Aim of the exercise: Using the listing below, return every line that includes "tree".
------------------------------------------------------------
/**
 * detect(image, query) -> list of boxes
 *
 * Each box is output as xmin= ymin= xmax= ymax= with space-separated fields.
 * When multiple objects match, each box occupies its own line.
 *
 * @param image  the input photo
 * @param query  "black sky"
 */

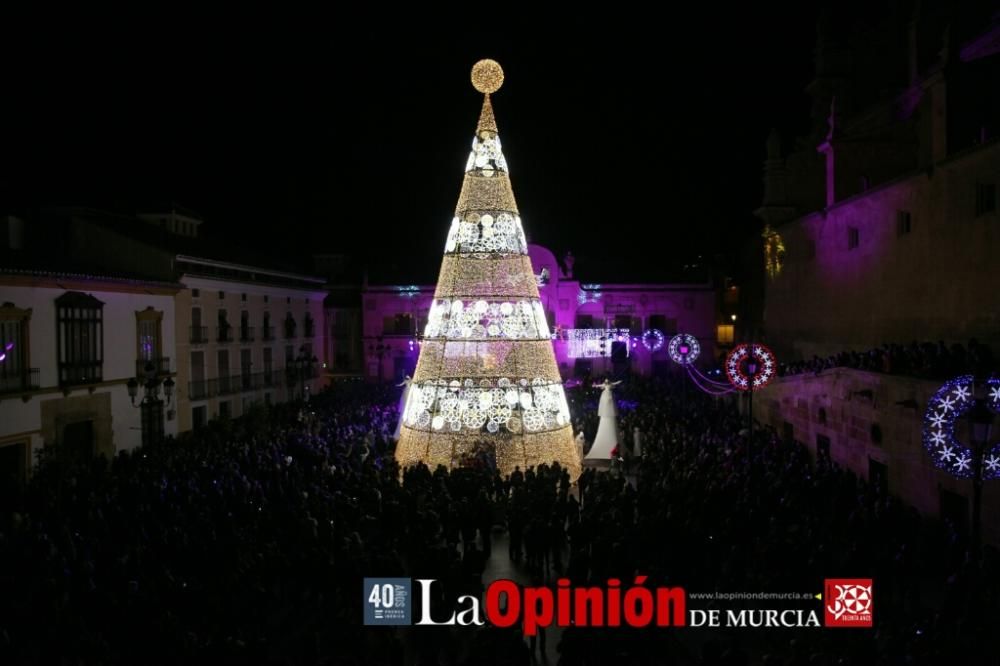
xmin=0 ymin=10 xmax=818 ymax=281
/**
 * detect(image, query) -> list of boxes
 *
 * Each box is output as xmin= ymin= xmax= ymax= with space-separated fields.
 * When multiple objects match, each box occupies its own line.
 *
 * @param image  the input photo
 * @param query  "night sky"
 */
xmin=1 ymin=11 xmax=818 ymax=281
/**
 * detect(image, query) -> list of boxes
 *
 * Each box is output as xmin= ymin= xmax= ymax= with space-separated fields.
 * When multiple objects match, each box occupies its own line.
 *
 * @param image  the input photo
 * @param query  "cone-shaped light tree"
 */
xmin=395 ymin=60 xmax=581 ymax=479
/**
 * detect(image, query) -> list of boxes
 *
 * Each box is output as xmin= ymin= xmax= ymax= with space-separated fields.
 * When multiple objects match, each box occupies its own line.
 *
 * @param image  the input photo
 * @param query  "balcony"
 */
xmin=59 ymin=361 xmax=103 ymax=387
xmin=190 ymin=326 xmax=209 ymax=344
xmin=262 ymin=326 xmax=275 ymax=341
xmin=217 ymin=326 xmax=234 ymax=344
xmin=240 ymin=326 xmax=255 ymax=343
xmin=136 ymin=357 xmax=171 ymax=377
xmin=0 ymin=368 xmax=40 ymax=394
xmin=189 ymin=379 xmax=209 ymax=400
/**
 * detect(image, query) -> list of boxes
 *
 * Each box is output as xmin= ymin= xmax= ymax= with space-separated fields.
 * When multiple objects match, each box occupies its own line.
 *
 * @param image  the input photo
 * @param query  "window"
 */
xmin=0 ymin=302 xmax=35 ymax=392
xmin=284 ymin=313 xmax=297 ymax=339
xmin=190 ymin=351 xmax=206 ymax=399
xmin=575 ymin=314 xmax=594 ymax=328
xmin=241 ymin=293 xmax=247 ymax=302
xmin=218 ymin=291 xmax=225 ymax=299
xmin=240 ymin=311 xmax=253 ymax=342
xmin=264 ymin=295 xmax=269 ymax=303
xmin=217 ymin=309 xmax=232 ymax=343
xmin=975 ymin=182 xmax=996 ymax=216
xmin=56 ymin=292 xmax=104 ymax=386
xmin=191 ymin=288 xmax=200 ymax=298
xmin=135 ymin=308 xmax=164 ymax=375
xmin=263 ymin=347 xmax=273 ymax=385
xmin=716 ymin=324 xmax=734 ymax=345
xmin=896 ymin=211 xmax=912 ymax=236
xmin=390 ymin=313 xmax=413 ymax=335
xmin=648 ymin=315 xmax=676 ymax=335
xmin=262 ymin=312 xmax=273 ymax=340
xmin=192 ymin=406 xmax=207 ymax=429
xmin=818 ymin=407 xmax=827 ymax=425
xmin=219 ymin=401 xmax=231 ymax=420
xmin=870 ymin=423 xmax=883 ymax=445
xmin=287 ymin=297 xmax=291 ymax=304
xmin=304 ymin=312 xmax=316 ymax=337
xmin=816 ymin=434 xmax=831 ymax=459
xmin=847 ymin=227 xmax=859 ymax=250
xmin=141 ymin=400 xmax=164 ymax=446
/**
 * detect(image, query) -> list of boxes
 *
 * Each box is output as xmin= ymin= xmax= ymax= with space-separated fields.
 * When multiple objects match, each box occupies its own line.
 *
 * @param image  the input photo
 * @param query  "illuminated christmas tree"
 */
------------------------------------------------------------
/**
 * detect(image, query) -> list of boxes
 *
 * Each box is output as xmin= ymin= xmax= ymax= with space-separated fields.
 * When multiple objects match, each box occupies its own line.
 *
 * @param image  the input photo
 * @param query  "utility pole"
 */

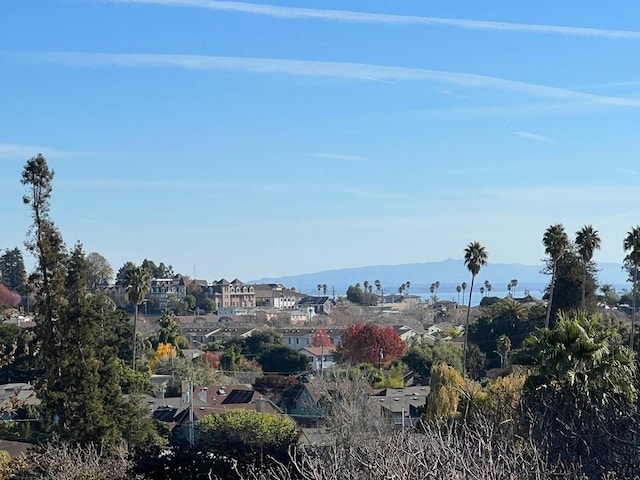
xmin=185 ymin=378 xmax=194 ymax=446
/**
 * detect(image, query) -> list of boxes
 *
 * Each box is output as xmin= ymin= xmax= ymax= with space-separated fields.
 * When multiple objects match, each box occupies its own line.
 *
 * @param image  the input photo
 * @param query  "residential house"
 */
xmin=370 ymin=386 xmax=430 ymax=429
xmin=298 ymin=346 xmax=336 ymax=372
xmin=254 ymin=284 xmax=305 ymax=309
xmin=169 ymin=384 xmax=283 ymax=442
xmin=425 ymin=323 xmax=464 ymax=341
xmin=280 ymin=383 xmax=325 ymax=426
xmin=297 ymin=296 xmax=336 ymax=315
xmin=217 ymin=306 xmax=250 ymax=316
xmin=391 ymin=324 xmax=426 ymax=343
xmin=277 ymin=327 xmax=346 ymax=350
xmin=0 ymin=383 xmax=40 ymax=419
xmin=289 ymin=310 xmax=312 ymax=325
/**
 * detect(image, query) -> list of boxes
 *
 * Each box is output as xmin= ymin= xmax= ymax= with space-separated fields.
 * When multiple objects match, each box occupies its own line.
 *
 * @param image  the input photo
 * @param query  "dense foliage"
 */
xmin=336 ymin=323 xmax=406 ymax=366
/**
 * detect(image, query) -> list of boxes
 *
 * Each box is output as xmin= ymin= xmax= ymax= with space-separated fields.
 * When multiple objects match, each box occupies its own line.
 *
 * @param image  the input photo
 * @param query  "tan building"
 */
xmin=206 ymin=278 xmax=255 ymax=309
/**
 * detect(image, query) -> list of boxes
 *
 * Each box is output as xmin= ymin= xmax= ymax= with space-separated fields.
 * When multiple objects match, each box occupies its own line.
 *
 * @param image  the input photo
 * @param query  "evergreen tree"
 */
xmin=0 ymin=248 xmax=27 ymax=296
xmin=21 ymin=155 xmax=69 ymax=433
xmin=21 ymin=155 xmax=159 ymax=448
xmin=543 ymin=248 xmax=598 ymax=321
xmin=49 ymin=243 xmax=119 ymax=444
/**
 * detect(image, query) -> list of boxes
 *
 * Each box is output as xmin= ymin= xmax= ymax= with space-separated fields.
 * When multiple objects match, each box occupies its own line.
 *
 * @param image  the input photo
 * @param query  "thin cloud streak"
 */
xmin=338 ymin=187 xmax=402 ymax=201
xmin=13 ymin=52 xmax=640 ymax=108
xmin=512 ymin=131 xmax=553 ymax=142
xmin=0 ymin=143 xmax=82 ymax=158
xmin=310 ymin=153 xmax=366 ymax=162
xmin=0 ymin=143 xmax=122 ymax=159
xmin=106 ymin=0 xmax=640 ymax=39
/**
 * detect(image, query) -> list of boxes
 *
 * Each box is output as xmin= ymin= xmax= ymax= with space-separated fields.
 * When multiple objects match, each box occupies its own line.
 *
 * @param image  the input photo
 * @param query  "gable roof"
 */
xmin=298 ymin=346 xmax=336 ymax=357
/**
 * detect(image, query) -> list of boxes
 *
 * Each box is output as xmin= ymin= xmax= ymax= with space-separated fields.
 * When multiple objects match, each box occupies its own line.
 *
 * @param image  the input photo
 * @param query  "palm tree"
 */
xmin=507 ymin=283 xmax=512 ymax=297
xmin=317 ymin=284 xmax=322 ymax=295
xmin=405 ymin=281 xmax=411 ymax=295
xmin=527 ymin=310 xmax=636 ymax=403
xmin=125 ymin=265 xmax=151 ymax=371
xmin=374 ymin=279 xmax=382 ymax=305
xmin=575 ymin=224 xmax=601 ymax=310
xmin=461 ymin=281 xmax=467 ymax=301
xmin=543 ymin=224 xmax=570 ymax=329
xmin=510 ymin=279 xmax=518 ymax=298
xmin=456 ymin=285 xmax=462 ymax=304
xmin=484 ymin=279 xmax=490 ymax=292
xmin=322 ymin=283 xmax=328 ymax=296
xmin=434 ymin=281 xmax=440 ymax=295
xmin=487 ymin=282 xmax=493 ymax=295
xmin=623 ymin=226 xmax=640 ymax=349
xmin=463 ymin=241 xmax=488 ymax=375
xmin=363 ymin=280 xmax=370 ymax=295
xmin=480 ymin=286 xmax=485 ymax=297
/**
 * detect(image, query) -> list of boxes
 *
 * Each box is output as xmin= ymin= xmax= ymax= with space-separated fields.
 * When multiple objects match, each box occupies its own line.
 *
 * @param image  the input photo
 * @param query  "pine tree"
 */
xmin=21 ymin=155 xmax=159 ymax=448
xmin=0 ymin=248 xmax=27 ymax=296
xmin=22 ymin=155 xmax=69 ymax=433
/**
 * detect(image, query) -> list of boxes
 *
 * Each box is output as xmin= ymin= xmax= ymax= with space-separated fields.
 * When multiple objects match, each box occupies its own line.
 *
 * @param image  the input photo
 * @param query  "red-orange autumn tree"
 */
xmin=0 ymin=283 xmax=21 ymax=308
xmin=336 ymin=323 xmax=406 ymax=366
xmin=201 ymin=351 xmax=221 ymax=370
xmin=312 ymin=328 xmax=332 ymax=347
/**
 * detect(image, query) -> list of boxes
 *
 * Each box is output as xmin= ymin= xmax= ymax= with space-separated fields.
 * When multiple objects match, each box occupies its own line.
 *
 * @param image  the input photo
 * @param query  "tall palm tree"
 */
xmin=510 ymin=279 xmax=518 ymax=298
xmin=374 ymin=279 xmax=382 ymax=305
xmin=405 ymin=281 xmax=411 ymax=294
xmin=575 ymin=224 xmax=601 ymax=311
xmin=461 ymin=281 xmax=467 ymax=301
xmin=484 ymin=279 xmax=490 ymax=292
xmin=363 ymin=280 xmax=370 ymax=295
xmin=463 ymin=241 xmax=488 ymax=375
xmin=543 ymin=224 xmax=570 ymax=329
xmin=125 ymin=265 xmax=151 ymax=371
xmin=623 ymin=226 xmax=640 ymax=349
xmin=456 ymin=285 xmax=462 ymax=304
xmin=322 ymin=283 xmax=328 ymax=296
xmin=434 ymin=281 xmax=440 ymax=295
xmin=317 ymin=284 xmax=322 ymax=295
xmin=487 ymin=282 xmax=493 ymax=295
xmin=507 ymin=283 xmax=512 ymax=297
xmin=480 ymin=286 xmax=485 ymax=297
------------------------------------------------------------
Task result:
 * @param query  "cone-shaped light tree"
 * @param query  "illuminated christmas tree"
 * @param query  "evergreen tree"
 * @param query  "palm tree"
 * @param query  "pine tree"
 * @param query  "red-orange autumn tree"
 * @param query  "tall palm tree"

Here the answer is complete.